### Tasks to perform
**a)** Would you set down, word for word, the part of the cotton candy forum thread between "# cotton candy!" and "(Dec 15, 2020)", inclusive?
**b)** Can you write the next part of the cotton candy forum thread, picking up right after its final line?

### Source
[START]
# cotton candy!



## cdobson (Dec 14, 2013)

This was my 2021 grail, got it June 1st(release day) Could not be more chuffed over the wee Candy. Did a little pætining with vinegar vapors for fun. Show yours off and let the circle chuffing begin!


----------



## josherau (Dec 15, 2020)

Cool looking patina


----------



## ProdigalGil (Nov 29, 2019)

cdobson said:


> This was my 2021 grail, got it June 1st(release day) Could not be more chuffed over the wee Candy. Did a little pætining with vinegar vapors for fun. Show yours off and let the circle chuffing begin!
> View attachment 15918195
> View attachment 15918197


what was the treatment process?


----------



## cdobson (Dec 14, 2013)

ProdigalGil said:


> what was the treatment process?
[END]
### Recorded information
[START]
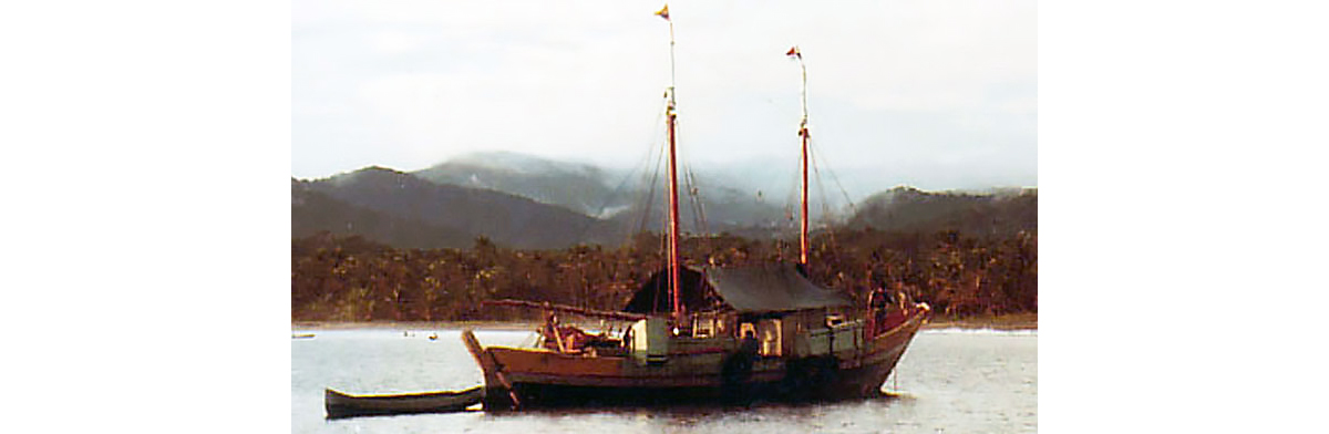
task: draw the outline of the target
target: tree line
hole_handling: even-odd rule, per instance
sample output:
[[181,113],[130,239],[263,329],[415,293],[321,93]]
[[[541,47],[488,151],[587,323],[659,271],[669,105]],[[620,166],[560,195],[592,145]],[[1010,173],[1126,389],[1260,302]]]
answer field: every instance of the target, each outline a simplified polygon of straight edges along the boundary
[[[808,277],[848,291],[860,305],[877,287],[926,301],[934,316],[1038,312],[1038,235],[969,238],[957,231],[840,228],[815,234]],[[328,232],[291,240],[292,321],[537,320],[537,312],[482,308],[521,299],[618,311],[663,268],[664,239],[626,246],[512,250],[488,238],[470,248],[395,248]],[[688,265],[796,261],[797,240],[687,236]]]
[END]
[START]
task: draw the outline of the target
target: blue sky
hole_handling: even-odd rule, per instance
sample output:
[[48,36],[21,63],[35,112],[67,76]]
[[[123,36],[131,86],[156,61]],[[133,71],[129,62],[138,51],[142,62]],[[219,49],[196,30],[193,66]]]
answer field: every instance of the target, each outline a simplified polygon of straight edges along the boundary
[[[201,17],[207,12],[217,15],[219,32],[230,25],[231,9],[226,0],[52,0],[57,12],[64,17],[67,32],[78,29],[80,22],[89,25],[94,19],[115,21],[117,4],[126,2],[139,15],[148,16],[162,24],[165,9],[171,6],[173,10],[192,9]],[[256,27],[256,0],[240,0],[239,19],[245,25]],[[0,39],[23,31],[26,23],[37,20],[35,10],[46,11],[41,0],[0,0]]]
[END]
### Expected answers
**a)**
# cotton candy!



## cdobson (Dec 14, 2013)

This was my 2021 grail, got it June 1st(release day) Could not be more chuffed over the wee Candy. Did a little pætining with vinegar vapors for fun. Show yours off and let the circle chuffing begin!


----------



## josherau (Dec 15, 2020)

**b)**
Watch suspended over some white vinegar and contained in a ziplock bag to let some air move but not much. Hold the vinegar in a ramekin at the bottom and a sieve to hold the watch over it. Then just keep an eye on it for the desired level of growth. Vinegar if applied to the watch will work to reverse a process, but if the watch is contained with the gasses it quickly and easily speeds it along.


----------



## GrimFandango (May 8, 2018)

A very bright and fun patina. Cool for summer and the beach. But... not for much else?


----------



## josherau (Dec 15, 2020)

Does that process work on all steel watches?


Sent from my iPhone using Tapatalk


----------



## cdobson (Dec 14, 2013)

GrimFandango said:


> A very bright and fun patina. Cool for summer and the beach. But... not for much else?


Ive already removed the patina, I actually prefer bronze in its mostly clean look. But if a watch can't be good for some joy and fun... what is it good for? Just get a Casio.


----------



## GrimFandango (May 8, 2018)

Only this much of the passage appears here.